:: Supplied data ::
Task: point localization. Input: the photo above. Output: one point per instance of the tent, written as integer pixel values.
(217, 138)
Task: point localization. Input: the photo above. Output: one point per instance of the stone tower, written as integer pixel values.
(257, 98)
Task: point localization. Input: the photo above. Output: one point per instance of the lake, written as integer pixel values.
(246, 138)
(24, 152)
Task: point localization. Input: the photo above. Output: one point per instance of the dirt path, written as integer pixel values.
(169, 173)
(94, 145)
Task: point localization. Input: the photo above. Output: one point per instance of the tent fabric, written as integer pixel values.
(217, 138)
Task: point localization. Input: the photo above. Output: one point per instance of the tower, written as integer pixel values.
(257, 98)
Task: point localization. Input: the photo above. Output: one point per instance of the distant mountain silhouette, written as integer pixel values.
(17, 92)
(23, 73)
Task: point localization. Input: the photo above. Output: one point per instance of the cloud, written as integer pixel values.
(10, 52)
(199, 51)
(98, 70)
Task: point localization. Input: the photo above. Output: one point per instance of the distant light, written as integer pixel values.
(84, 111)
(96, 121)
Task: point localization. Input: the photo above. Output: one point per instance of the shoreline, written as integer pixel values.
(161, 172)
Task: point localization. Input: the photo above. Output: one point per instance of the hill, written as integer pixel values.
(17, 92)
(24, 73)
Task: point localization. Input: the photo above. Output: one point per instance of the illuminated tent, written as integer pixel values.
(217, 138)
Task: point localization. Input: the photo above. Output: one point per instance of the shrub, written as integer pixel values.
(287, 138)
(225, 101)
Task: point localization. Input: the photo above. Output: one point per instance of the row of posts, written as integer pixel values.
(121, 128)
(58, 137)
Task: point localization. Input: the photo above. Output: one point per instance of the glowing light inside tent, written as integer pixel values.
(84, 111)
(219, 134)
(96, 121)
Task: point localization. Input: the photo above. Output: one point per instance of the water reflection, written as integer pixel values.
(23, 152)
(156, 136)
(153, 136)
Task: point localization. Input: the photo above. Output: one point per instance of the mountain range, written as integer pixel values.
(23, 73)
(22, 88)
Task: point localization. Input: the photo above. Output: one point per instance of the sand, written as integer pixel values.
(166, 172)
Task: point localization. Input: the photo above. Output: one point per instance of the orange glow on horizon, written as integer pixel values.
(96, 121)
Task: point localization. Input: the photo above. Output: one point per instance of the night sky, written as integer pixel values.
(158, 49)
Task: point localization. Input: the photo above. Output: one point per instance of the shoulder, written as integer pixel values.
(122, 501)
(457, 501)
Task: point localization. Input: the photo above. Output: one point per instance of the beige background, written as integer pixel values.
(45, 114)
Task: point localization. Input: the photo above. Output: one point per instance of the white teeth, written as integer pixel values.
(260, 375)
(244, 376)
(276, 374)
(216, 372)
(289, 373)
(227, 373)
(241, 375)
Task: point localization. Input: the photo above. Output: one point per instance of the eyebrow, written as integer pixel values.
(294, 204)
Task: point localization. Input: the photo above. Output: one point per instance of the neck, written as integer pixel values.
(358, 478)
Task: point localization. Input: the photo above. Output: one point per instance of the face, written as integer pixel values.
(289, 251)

:: Exercise task ::
Copy out the material above in its entirety. Every detail must match.

:: Exercise answer ::
Task: point localization. Input: the photo above. Output: one point per instance of the tent, written as integer pixel values.
(217, 138)
Task: point localization. Input: the photo above. Output: one point per instance of the stone tower, written as integer pixel values.
(257, 98)
Task: point localization. Input: the photo above. Output: one point per instance of the lake, written as integer pixel values.
(246, 138)
(24, 152)
Task: point localization. Input: the photo above. Output: one point per instance of the dirt path, written as integer pixel values.
(169, 173)
(94, 145)
Task: point localization. Input: the photo above. Output: one point per instance of the tent fabric, written as integer pixel values.
(217, 138)
Task: point localization. Input: the photo above. Output: one point per instance of the tower, written as integer pixel values.
(257, 98)
Task: point localization. Input: the photo above. Output: one point per instance of the distant mountain silhouette, written as integer pixel values.
(17, 92)
(23, 73)
Task: point localization. Input: the photo above. Output: one point per instance of the cloud, written as integer pixel values.
(10, 52)
(199, 51)
(98, 70)
Task: point localization. Input: the photo above. Output: one point per instance of the distant light, written as integer pixel values.
(84, 111)
(96, 121)
Task: point localization. Input: the photo above. Output: one point per instance of the shoreline, written as integer pixel values.
(161, 172)
Task: point localization. Input: the photo above. Output: one point per instance of the hill, written as integer pixel values.
(17, 92)
(24, 73)
Task: point localization. Input: the photo above. Output: one point per instance of the illuminated tent, written as integer pixel values.
(217, 138)
Task: point localization. Input: the photo above. Output: one point per instance of the shrub, written as integer pixel values.
(287, 138)
(225, 101)
Task: point localization. Input: the photo above. Output: one point per instance of the row of posts, written as integer pixel values.
(121, 128)
(58, 137)
Task: point localization. Input: the photo above. Output: one point per instance of the glowing light inside tent, written as integer pixel values.
(84, 111)
(219, 134)
(96, 121)
Task: point localization. Input: the photo above. Output: one point per instance of the water reflection, written as integer pixel values.
(23, 152)
(156, 136)
(153, 136)
Task: point localization. Input: the photo above. Output: one point per instance of the mountain range, written as integer pixel values.
(23, 73)
(22, 88)
Task: point localization. Input: the photo above. Output: one point per instance of the sand, written as integer pixel values.
(166, 172)
Task: point localization. Input: the photo above. Output: one point per instance of the orange glow on horizon, written as integer pixel values.
(96, 121)
Task: point localization. Input: the photo above. Output: one point per instance of the night sky, written as integer pixel values.
(158, 49)
Task: point localization. Input: the photo above. Output: one point per instance of the shoulder, written as integer pixel values.
(122, 501)
(457, 501)
Task: point localization. Input: the photo above. Output: one point per instance of the beige background, written as integer pixel values.
(45, 114)
Task: point localization. Input: the photo above. Output: one point per instance of the white teeth, written as integer pixel values.
(260, 375)
(244, 376)
(276, 374)
(216, 372)
(289, 373)
(227, 373)
(241, 375)
Task: point localization. Input: the photo above. Output: one point per instance of the eyebrow, written as integer pixel values.
(294, 204)
Task: point localization. Input: the photo above. Output: one point per instance of the neck, written as integer pixel values.
(358, 478)
Task: point localization. Input: the photo above. Output: one point per instance of the face, written as integer pixel values.
(289, 251)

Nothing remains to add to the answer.